begin PROVIDED RECORDS
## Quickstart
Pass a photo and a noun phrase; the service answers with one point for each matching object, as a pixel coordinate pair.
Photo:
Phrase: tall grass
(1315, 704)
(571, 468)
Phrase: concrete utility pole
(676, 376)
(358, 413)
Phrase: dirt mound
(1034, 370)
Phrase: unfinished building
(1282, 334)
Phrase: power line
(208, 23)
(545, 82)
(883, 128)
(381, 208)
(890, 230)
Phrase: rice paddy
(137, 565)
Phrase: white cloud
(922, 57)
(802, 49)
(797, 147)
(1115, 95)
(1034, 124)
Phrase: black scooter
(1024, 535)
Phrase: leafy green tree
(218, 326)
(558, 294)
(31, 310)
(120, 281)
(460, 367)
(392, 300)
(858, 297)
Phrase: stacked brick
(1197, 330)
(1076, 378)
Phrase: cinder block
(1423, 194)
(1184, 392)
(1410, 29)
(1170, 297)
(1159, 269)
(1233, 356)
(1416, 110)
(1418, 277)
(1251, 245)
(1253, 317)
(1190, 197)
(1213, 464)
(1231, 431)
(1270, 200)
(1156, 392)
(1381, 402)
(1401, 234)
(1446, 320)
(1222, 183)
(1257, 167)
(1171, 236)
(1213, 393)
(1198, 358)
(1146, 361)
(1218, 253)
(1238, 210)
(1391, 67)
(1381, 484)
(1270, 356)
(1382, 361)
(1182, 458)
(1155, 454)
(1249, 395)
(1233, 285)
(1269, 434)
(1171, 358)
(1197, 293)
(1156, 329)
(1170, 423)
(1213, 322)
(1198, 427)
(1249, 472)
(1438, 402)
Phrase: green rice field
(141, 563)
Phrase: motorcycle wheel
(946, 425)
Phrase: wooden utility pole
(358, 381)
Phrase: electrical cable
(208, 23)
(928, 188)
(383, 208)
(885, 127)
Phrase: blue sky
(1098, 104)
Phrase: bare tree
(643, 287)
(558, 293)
end PROVIDED RECORDS
- PROBLEM DETAILS -
Write out every line of the rows above again, phrases included, with each point coordinate multiplied by 1.35 and rounded to a whole number, halves rounded up. Leave the phrases and all other text unchanged.

- EXERCISE ANSWER -
## Quickstart
Pass a photo and a noun phrase; the service answers with one point for each matching object, as a pixel coordinate pair.
Photo:
Phrase: tall grass
(1775, 950)
(771, 632)
Phrase: concrete utility pole
(913, 508)
(483, 558)
Phrase: dirt mound
(1396, 500)
Phrase: unfinished building
(1731, 451)
Phrase: power line
(281, 31)
(736, 111)
(1192, 173)
(514, 281)
(1202, 311)
Phrase: rice paddy
(185, 763)
Phrase: white cloud
(1245, 77)
(1083, 66)
(1076, 198)
(1505, 128)
(1396, 167)
Phrase: black scooter
(1382, 722)
Phrase: leafy green tree
(294, 440)
(753, 397)
(42, 419)
(162, 379)
(621, 495)
(529, 405)
(1158, 401)
Phrase: stacked brick
(1616, 446)
(1453, 510)
Phrase: cinder block
(1921, 262)
(1598, 529)
(1904, 39)
(1580, 401)
(1565, 363)
(1665, 481)
(1912, 149)
(1914, 374)
(1689, 331)
(1692, 428)
(1607, 266)
(1638, 626)
(1662, 582)
(1715, 270)
(1561, 529)
(1864, 543)
(1891, 316)
(1952, 432)
(1650, 247)
(1697, 225)
(1581, 319)
(1638, 531)
(1617, 483)
(1547, 487)
(1644, 342)
(1671, 284)
(1878, 90)
(1864, 653)
(1715, 481)
(1866, 487)
(1596, 618)
(1559, 613)
(1686, 533)
(1665, 385)
(1713, 586)
(1581, 483)
(1616, 396)
(1561, 444)
(1580, 571)
(1638, 435)
(1617, 576)
(1686, 637)
(1941, 543)
Phrase: green rice field
(190, 760)
Phrase: motorcycle wheel
(1277, 574)
Phrase: wooden utility pole
(483, 514)
Phrase: electrical cable
(281, 31)
(1253, 254)
(517, 281)
(1195, 171)
Phrase: blue sky
(1482, 140)
Phrase: bare tree
(868, 387)
(753, 396)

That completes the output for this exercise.